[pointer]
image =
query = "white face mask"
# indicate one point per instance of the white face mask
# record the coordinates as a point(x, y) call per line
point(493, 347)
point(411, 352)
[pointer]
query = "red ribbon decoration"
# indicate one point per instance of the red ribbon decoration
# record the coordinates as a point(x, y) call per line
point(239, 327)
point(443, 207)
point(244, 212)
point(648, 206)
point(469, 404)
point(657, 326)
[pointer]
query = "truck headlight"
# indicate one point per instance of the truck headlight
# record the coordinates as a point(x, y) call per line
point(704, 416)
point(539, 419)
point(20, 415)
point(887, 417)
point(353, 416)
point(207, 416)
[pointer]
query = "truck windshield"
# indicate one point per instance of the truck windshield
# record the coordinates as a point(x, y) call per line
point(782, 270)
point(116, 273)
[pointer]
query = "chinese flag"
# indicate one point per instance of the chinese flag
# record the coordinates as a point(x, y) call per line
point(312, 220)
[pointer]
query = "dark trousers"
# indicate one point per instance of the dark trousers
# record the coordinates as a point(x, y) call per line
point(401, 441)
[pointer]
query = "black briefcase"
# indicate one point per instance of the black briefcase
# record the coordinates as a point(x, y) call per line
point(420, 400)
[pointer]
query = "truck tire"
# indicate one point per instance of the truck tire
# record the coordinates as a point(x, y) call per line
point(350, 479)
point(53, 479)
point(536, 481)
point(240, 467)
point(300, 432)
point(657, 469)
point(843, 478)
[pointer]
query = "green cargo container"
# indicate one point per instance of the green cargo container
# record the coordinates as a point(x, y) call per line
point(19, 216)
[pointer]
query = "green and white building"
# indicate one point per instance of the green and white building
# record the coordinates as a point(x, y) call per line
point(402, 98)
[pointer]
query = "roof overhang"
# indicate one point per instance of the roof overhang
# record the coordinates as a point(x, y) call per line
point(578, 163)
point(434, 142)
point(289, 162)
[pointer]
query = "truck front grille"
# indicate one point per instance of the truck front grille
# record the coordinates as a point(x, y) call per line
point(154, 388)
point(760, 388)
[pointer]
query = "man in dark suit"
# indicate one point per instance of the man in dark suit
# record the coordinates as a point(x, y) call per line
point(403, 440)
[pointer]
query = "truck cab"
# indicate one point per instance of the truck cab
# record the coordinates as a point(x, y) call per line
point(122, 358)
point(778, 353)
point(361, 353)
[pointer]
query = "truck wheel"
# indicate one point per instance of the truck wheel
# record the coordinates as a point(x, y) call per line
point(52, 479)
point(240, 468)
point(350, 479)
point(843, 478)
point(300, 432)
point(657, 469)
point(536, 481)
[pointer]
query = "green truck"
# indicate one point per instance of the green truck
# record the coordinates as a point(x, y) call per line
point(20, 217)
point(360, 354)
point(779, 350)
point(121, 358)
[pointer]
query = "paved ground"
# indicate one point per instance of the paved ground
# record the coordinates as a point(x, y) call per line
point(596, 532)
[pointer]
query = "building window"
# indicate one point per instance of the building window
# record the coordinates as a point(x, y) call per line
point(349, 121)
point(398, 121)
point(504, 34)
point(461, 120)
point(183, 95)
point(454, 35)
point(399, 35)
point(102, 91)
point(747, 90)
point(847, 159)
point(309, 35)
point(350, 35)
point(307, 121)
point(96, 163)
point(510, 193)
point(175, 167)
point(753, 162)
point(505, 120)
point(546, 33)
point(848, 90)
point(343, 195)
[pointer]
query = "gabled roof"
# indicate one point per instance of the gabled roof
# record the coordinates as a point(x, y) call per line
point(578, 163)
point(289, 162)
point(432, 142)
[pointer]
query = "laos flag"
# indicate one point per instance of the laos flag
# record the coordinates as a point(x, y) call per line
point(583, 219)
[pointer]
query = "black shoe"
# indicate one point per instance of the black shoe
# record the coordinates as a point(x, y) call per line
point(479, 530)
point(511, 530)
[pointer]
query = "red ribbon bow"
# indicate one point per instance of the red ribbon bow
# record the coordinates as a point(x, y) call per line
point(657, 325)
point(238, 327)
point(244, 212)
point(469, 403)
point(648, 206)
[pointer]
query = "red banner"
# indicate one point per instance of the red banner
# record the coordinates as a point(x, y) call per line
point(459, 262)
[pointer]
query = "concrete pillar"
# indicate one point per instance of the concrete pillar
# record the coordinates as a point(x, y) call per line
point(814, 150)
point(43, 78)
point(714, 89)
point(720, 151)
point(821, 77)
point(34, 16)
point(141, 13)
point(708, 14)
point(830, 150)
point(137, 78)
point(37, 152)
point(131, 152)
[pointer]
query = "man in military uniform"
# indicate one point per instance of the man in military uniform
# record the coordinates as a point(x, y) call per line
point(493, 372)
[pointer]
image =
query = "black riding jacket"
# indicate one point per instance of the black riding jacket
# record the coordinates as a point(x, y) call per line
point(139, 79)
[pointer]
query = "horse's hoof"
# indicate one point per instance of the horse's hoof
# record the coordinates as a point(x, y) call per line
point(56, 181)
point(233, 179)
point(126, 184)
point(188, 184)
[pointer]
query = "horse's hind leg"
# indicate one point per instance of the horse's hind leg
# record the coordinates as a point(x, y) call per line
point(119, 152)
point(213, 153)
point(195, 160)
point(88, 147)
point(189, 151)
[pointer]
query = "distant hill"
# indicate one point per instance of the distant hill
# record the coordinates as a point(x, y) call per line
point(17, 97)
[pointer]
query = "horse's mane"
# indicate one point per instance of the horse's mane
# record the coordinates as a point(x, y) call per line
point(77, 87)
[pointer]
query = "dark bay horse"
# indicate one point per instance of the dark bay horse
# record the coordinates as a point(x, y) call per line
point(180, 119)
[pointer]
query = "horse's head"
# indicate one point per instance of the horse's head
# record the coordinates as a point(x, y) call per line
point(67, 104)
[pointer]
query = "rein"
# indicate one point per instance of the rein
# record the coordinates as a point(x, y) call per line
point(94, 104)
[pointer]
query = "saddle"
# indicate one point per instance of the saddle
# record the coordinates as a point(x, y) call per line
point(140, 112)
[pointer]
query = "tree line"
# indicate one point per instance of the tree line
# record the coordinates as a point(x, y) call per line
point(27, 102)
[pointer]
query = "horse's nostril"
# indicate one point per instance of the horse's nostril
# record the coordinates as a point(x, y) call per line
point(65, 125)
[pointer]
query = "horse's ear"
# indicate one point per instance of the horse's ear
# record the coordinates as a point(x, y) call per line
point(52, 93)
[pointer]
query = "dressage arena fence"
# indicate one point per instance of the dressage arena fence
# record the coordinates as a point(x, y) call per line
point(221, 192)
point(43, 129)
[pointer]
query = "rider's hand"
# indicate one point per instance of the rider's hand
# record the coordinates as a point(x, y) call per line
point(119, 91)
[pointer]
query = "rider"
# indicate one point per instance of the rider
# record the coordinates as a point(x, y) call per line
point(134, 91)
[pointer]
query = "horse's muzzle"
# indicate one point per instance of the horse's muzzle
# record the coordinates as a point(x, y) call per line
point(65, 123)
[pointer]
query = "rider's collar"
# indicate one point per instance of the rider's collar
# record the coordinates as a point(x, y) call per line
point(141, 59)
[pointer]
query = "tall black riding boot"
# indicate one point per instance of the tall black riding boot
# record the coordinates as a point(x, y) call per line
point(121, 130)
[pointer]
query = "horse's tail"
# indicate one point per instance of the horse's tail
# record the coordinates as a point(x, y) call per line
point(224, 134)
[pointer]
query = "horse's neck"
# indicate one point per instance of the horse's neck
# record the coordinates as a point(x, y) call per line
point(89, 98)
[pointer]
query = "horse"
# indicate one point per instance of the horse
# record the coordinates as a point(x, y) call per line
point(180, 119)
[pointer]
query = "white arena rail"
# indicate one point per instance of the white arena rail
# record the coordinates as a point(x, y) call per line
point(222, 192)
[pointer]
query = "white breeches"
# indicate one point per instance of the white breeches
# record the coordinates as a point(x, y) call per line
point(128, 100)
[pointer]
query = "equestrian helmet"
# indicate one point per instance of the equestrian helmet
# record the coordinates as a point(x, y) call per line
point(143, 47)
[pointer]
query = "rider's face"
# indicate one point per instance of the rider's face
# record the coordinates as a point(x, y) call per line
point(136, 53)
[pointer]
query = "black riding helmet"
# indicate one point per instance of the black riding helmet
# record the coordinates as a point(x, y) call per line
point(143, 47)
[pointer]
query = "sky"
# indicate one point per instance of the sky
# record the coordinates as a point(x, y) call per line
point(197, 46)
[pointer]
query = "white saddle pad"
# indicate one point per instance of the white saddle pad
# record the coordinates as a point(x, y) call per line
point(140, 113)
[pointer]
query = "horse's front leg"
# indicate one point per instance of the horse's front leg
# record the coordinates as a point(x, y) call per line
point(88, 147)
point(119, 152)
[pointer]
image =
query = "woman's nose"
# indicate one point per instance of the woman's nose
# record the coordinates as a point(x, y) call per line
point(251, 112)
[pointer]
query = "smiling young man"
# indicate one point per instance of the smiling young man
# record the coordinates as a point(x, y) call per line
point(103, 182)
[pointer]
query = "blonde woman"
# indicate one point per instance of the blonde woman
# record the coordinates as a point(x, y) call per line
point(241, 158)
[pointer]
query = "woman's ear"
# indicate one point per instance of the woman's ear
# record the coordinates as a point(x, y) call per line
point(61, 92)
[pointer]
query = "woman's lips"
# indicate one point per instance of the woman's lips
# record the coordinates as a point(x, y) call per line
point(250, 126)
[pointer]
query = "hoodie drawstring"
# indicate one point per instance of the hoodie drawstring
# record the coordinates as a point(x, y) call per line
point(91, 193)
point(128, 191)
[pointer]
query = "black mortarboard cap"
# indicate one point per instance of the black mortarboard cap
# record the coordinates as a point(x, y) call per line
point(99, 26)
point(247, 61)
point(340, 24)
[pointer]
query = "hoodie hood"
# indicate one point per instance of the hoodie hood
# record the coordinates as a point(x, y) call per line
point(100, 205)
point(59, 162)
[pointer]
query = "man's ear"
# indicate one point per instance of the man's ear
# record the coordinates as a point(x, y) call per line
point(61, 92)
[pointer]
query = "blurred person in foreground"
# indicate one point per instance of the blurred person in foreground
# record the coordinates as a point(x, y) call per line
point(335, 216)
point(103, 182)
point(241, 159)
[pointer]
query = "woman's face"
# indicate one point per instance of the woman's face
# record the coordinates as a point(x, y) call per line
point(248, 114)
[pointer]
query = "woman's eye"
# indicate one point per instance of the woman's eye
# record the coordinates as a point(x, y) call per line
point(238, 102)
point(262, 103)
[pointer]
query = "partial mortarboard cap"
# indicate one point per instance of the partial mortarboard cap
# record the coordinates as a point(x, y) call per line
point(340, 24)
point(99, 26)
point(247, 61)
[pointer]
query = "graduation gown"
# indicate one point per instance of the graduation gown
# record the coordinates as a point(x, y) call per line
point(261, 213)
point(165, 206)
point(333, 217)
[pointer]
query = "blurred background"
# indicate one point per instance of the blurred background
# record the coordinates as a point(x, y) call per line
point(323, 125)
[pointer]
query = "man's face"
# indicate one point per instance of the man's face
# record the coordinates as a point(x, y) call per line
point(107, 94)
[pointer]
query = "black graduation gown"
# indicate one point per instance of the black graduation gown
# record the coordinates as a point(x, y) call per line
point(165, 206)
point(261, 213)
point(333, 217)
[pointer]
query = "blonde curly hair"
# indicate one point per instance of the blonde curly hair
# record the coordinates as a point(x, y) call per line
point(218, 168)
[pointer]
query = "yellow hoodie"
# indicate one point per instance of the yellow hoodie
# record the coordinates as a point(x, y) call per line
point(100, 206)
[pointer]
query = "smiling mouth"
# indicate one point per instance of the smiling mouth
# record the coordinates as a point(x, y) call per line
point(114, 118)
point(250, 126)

════

• [WRITTEN EXERCISE] Can you copy out the rows word for word, beginning with the very first one and stopping after the line that contains "point(116, 273)", with that line included?

• [WRITTEN RESPONSE]
[pointer]
image =
query = "white face mask"
# indicate one point per instance of the white face mask
# record the coordinates as a point(x, y) call per line
point(493, 347)
point(411, 352)
[pointer]
query = "red ribbon decoration"
# indicate one point per instance of the red ribbon decoration
# record the coordinates as a point(x, y) call per line
point(239, 327)
point(443, 207)
point(244, 212)
point(648, 206)
point(469, 404)
point(657, 326)
[pointer]
query = "truck headlight"
# indicate one point per instance of the truck headlight
# record the coordinates as a point(x, y) call per line
point(704, 416)
point(539, 419)
point(20, 415)
point(887, 417)
point(353, 416)
point(207, 416)
[pointer]
query = "truck windshield"
# indicate one point per instance of the truck windshield
# record the coordinates as a point(x, y) call per line
point(782, 270)
point(116, 273)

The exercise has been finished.